REQUIREMENT A:
In the excerpt on the Sinyavsky–Daniel trial, reproduce the passage starting with "The Sinyavsky-Daniel case" and going on through "Soviet dissident movement.", swapping "dissident movement" for "opposition movement".

EXCERPT:
=-=-=-=-=
Sinyavsky–Daniel trial
- Native name: Процесс Синявского и Даниэля
- Date: February 10–13, 1966
- Location: Moscow, Russian SFSR, Soviet Union;
- Cause: satires smuggled abroad and published under pen names
- Participants: Andrei Sinyavsky, Yuli Daniel
- Charges: anti-Soviet agitation and propaganda (Article 70 of the RSFSR Criminal Code)
- Verdict: Sinyavsky was sentenced to seven years in strict-regime labor camp, Yuli Daniel was sentenced to five years

= Sinyavsky–Daniel trial =

Show trial of Soviet dissident writers

The Sinyavsky–Daniel trial (Проце́сс Синя́вского и Даниэ́ля) was a show trial in the Soviet Union against the writers Andrei Sinyavsky and Yuli Daniel in February 1966. Sinyavsky and Daniel were convicted of the offense of anti-Soviet agitation and propaganda in a Moscow court for publishing their satirical writings of Soviet life abroad under the pseudonyms Abram Tertz and Nikolai Arzhak. The Sinyavsky–Daniel trial was the first Soviet show trial where writers were openly convicted solely for their literary work, provoking appeals from many Soviet intellectuals and other public figures outside the Soviet Union. The Sinyavsky–Daniel led to the Glasnost meeting, the first spontaneous public political demonstration in the Soviet Union after World War II. Sinyavsky and Daniel pled not guilty, unusual for a political charge in the Soviet Union, but were sentenced to seven and five years in labor camps, respectively.

The Sinyavsky-Daniel case is widely considered to mark the end of the liberal Khrushchev Thaw period and the rise of political repression in the Soviet Union under hardliner Leonid Brezhnev, and a major starting impulse for the Soviet dissident movement.

== Trial ==
=== Background ===

Andrei Sinyavsky, a well-known literary critic and writer in the Soviet Union, and his friend Yuli Daniel, a writer and translator, had begun sending their works to be published in the West due to strong censorship in the Soviet Union. Sinyavsky and Daniel often wrote topical stories and novellas that were satirical or critical of Soviet society, and would naturally be rejected for publication by the ruling Communist Party of the Soviet Union (CPSU). Sinyavsky and Daniel's works were smuggled out of the Soviet Union as samizdat (illegal self-published writings) to the West and published in foreign editorials under pseudonyms to protect their identities. Sinyavsky began publishing under the pen name Abram Tertz in Paris in 1959, and Daniel began publishing under the pen name Nikolai Arzhak in 1961. The publication of Daniel's This is Moscow Speaking and Sinyavsky's The Trial Begins in the West between 1959 and 1962 caught the attention of the KGB, the main security agency and secret police of the Soviet Union. Although the KGB was not familiar with the authors, they soon discovered that Arzhak, the author of This is Moscow Speaking, was the pseudonym of Yuli Daniel, and that Tertz was the pseudonym of his friend Andrei Sinyavsky. Both writers were placed under round-the-clock surveillance and their apartments were secretly searched. Information was also gathered from Sinyavsky and Daniel's colleagues acting as informants as well as KGB agents posing as neighbors' relatives.
=-=-=-=-=
EXERCISE MATERIALS:
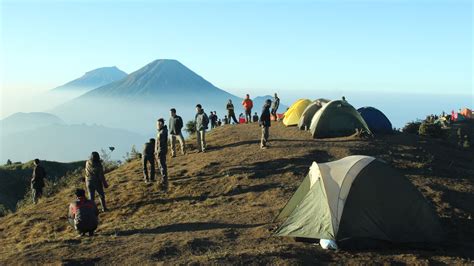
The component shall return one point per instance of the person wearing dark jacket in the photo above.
(95, 179)
(275, 105)
(83, 214)
(37, 181)
(176, 125)
(202, 121)
(248, 105)
(231, 112)
(161, 150)
(265, 124)
(149, 158)
(255, 118)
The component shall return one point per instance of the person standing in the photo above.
(176, 125)
(37, 181)
(161, 150)
(265, 123)
(83, 214)
(212, 118)
(149, 158)
(95, 179)
(231, 112)
(248, 105)
(255, 118)
(275, 105)
(202, 122)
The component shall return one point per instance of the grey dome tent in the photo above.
(308, 113)
(337, 119)
(359, 198)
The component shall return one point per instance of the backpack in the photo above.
(205, 121)
(86, 219)
(179, 123)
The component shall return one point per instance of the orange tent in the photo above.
(467, 113)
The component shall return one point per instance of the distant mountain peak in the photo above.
(93, 79)
(157, 78)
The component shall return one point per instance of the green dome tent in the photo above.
(337, 119)
(359, 198)
(308, 113)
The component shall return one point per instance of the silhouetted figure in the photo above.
(149, 158)
(275, 105)
(95, 179)
(255, 118)
(161, 151)
(176, 126)
(37, 181)
(231, 112)
(213, 120)
(248, 105)
(265, 123)
(202, 121)
(83, 214)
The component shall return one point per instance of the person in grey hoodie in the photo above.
(161, 150)
(202, 121)
(265, 123)
(176, 124)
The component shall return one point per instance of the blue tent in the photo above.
(378, 123)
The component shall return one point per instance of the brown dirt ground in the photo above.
(221, 204)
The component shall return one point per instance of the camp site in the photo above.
(236, 133)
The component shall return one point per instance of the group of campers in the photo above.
(83, 212)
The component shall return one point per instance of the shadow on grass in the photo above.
(185, 227)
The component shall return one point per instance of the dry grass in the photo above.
(221, 205)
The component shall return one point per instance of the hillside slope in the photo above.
(15, 178)
(221, 205)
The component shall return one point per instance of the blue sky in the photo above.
(240, 46)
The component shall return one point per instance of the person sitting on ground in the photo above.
(95, 179)
(255, 118)
(231, 112)
(161, 150)
(176, 125)
(248, 105)
(83, 214)
(202, 121)
(37, 181)
(149, 158)
(265, 123)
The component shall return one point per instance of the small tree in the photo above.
(191, 127)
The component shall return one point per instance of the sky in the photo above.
(403, 46)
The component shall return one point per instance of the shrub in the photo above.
(431, 130)
(107, 162)
(4, 210)
(71, 179)
(411, 128)
(132, 155)
(191, 127)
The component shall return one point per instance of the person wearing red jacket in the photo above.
(248, 105)
(83, 214)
=-=-=-=-=
REQUIREMENT B:
Put the lines of the listing, starting with the line with "blue sky in the photo above." and going on through the end of the listing, into a Markdown table with the columns Num and Content, one numbered row per line, omitting blank lines.

EXPECTED OUTPUT A:
The Sinyavsky-Daniel case is widely considered to mark the end of the liberal Khrushchev Thaw period and the rise of political repression in the Soviet Union under hardliner Leonid Brezhnev, and a major starting impulse for the Soviet opposition movement.

EXPECTED OUTPUT B:
| Num | Content |
|---|---|
| 1 | The component shall return one point per instance of the blue sky in the photo above. |
| 2 | (240, 46) |
| 3 | The component shall return one point per instance of the person sitting on ground in the photo above. |
| 4 | (95, 179) |
| 5 | (255, 118) |
| 6 | (231, 112) |
| 7 | (161, 150) |
| 8 | (176, 125) |
| 9 | (248, 105) |
| 10 | (83, 214) |
| 11 | (202, 121) |
| 12 | (37, 181) |
| 13 | (149, 158) |
| 14 | (265, 123) |
| 15 | The component shall return one point per instance of the small tree in the photo above. |
| 16 | (191, 127) |
| 17 | The component shall return one point per instance of the sky in the photo above. |
| 18 | (403, 46) |
| 19 | The component shall return one point per instance of the shrub in the photo above. |
| 20 | (431, 130) |
| 21 | (107, 162) |
| 22 | (4, 210) |
| 23 | (71, 179) |
| 24 | (411, 128) |
| 25 | (132, 155) |
| 26 | (191, 127) |
| 27 | The component shall return one point per instance of the person wearing red jacket in the photo above. |
| 28 | (248, 105) |
| 29 | (83, 214) |